## What the exercise asks
In the passage on "castles in the air," what are the disastrous effects of a habit of reverie on the mind compared to?

## Given text
********
Of mischievous habits which students are liable to contract, there are few against which they require a more earnest caution than that of indulging in what are popularly called “castles in the air”. This intellectual luxury assumes very various forms, according to the character or predominant passion of the individual. We need not here discuss the most detestable species of it, which consists in brooding over sinful imaginations. That of course belongs so to the threshold of Hell, that it ought to be needless to point out the ruin of the whole character, moral, intellectual, and physical, which is its unfailing consequence. But it may be well just to hint, that even where a habit of reverie does not deal with anything absolutely sinful, it is still highly dangerous in many ways to all improvement, and its disastrous effects on the mental constitution can only be compared to those of dram-drinking on that of the body. It weakens the will, enfeebles the power of application and industry, saddens the spirits, and in a word, takes away all the health and vigour of the mind. Both philosophers and saints, both men of the world and ascetical writers, all tell you the same, and speak in the very strongest terms about it. The following passage from Johnson’s Rambler is in point.
********
## Extracted entries

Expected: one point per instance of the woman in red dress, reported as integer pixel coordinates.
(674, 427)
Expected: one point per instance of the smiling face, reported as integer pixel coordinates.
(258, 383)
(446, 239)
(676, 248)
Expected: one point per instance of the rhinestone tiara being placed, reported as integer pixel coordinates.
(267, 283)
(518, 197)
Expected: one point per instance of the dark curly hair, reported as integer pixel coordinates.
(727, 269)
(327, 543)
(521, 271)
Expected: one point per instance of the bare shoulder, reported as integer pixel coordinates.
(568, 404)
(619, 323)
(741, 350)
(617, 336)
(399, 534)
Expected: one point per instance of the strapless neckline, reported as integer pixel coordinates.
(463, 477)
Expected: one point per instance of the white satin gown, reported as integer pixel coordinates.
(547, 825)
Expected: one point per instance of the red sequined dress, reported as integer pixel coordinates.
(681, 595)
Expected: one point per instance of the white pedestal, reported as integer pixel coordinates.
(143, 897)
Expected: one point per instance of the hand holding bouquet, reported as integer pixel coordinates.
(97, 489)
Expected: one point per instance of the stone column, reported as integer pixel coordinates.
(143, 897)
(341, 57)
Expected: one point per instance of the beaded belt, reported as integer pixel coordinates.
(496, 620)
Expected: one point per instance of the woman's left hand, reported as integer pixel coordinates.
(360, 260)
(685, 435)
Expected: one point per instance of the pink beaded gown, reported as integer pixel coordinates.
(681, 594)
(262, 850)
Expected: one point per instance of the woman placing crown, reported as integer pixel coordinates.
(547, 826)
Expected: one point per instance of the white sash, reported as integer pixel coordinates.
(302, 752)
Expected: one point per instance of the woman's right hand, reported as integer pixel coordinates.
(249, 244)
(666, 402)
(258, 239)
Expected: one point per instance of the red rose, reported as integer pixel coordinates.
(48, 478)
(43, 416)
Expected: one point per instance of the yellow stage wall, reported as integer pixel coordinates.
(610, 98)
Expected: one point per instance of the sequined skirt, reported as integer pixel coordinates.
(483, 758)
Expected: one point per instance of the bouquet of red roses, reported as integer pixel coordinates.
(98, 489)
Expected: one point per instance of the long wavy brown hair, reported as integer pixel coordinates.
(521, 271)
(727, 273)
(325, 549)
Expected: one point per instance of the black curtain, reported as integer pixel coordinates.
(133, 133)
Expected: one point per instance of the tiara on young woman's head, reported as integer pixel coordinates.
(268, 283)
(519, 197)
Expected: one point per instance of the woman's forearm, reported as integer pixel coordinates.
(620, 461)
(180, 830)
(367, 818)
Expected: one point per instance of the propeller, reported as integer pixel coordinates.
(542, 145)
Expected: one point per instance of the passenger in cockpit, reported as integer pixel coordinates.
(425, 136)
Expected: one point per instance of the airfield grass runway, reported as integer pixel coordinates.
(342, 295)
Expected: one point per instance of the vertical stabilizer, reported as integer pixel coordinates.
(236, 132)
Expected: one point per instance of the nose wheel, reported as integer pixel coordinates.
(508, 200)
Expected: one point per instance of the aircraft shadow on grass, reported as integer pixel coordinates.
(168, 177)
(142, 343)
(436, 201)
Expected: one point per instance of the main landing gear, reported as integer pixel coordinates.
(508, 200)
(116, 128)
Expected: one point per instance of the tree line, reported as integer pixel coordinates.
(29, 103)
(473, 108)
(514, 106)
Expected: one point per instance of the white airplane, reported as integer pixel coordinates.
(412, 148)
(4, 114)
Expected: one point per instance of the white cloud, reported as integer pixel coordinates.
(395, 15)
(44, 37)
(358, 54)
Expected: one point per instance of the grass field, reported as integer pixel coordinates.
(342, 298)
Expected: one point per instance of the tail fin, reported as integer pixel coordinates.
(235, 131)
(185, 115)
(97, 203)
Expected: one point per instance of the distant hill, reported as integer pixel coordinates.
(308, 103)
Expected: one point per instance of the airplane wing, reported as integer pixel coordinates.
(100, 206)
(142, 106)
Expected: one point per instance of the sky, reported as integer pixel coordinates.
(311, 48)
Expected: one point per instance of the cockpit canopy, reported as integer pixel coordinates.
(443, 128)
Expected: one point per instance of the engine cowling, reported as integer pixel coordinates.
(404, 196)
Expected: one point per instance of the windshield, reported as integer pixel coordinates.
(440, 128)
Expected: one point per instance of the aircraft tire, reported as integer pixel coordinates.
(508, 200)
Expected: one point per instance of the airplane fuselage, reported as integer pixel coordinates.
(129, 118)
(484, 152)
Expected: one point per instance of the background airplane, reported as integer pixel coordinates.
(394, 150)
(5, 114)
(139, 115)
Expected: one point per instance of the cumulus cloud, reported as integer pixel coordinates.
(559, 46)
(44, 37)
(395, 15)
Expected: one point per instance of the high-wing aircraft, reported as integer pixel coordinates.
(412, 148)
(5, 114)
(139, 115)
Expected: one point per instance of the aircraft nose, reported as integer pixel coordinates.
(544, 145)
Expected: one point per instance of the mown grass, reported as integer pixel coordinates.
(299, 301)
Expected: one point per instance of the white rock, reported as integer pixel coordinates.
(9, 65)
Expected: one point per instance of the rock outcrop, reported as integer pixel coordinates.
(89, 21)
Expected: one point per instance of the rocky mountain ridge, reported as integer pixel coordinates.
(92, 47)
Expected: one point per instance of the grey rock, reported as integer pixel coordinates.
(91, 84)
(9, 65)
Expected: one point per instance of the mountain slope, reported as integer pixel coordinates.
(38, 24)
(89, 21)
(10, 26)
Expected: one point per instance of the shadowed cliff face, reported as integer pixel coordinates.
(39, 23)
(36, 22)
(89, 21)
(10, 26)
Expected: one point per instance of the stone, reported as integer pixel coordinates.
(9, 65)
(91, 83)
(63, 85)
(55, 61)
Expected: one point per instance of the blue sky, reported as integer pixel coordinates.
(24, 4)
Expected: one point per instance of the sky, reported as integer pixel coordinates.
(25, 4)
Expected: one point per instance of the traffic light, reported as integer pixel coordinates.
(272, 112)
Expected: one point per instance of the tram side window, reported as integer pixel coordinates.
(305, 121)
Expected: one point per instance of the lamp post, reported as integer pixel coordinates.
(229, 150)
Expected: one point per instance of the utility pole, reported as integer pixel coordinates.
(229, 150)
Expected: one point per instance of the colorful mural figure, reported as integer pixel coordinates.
********
## Exercise answer
The effects of dram-drinking on the body.